REQUISITOS DO EXERCÍCIO: Apresente como uma lista JSON de strings as linhas que vão da que contém "Where can you spot the pen?" até a que contém "Where can you spot the potted", ambas incluídas, com uma string para cada linha e sem as linhas em branco.

[Itens listados em um conjunto de dados]
══════════════════════════════
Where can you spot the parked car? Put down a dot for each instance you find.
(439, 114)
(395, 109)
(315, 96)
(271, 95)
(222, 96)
══════════════════════════════
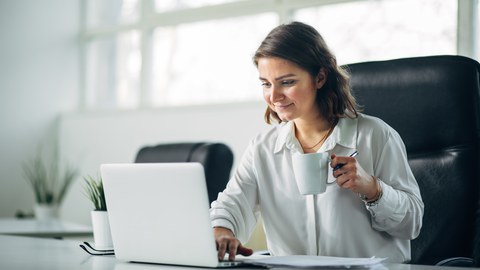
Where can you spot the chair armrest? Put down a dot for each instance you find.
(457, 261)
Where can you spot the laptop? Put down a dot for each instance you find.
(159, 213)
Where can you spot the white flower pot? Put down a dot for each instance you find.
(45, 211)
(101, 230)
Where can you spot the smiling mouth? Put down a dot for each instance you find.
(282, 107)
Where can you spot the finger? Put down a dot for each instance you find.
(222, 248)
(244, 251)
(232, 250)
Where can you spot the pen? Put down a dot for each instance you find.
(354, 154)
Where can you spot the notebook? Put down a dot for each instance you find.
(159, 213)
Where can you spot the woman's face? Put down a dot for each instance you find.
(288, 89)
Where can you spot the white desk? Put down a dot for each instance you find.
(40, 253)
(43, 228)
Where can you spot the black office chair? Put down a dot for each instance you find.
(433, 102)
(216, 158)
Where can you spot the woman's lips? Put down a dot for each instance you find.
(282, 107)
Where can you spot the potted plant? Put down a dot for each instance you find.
══════════════════════════════
SOLUÇÃO DO EXERCÍCIO:
[
  "Where can you spot the pen? Put down a dot for each instance you find.",
  "(354, 154)",
  "Where can you spot the notebook? Put down a dot for each instance you find.",
  "(159, 213)",
  "Where can you spot the woman's face? Put down a dot for each instance you find.",
  "(288, 89)",
  "Where can you spot the white desk? Put down a dot for each instance you find.",
  "(40, 253)",
  "(43, 228)",
  "Where can you spot the black office chair? Put down a dot for each instance you find.",
  "(433, 102)",
  "(216, 158)",
  "Where can you spot the woman's lips? Put down a dot for each instance you find.",
  "(282, 107)",
  "Where can you spot the potted plant? Put down a dot for each instance you find."
]